Questions →
**1.** In the episode review, would you write out the passage starting at "Two recurrent themes: So" and ending at "those of blood."?
**2.** In the episode review, over how many years has the bond between Maimuyi and Rudra developed?

Start of Selected excerpt

As I sat back and thought over the last week’s four episodes, the tangled skeins were not just in the tale, but inside my head as well. Normally, in any fictional narrative, there is a recurrent, central thread, a leit motif, which is the core, the keystone, of the whole structure. It could be doomed love, it could be revenge, it could be a mystery to be unravelled. But here, in our tale, there are many leit motifs, all tangled with each other, making it impossible to judge either which is going to be the predominant one, or where these criss-crossed strands are going to take the tale, and us the viewers as well.
Two recurrent themes: So I looked about to see if, even amidst this profusion of themes, we could identify just two, which would be likely to stay with us, at least for some time to come.
One suggests itself readily – the bonds that have no name, but are yet far stronger than those of blood or tradition. The other, though in a more restricted and limited sense as yet, is of retribution for evil, whether at the hands of the righteous and the innocent, or at the hands of still greater evil. Let us see how these themes played out during the last week.
Take 5: Then I intend to give you my own Take 5 for the week, my choices for the 5 most arresting scenes we saw. Your own ratings and choices might be quite different, but that is the fun of the whole exercise! But to begin,
Benaam rishtey: that are far stronger that those of blood.
Maimuyi & Rudra: The first, and the strongest, is of course the visceral bond that has developed, over 12 long years, between Maimuyi and the bachuwa who had sneaked into a corner of her arid heart against her will and almost without her knowledge, and had then proceeded to take it over so completely that now, for her, the sun rises and sets on her Rudra.

End of Selected excerpt
Start of Collected material

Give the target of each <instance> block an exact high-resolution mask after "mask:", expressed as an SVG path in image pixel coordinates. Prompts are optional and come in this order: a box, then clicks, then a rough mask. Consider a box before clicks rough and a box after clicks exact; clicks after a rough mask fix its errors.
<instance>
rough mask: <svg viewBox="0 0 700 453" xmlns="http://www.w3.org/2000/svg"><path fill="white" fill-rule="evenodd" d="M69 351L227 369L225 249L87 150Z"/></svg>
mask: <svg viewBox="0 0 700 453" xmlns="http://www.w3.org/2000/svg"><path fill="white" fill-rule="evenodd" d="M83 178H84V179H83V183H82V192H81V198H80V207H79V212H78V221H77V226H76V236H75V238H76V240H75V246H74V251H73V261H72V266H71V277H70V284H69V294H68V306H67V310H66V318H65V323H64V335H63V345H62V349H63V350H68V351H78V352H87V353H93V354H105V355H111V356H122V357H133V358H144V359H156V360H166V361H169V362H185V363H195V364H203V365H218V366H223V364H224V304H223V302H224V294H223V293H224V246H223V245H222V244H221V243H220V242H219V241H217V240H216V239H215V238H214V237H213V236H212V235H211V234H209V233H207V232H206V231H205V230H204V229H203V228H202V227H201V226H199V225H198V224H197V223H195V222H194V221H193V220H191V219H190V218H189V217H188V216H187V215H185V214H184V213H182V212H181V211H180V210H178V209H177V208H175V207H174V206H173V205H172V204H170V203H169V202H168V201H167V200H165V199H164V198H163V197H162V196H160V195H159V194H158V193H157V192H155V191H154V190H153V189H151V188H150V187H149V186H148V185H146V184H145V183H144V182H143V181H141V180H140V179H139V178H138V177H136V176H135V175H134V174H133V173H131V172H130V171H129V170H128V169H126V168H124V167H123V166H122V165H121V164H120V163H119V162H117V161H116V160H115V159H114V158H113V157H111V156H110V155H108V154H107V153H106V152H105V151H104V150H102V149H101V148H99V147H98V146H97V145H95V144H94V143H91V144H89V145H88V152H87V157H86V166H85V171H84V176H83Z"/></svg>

End of Collected material

Task responses →
**1.**
Two recurrent themes: So I looked about to see if, even amidst this profusion of themes, we could identify just two, which would be likely to stay with us, at least for some time to come.
One suggests itself readily – the bonds that have no name, but are yet far stronger than those of blood or tradition. The other, though in a more restricted and limited sense as yet, is of retribution for evil, whether at the hands of the righteous and the innocent, or at the hands of still greater evil. Let us see how these themes played out during the last week.
Take 5: Then I intend to give you my own Take 5 for the week, my choices for the 5 most arresting scenes we saw. Your own ratings and choices might be quite different, but that is the fun of the whole exercise! But to begin,
Benaam rishtey: that are far stronger that those of blood.

**2.** 12 years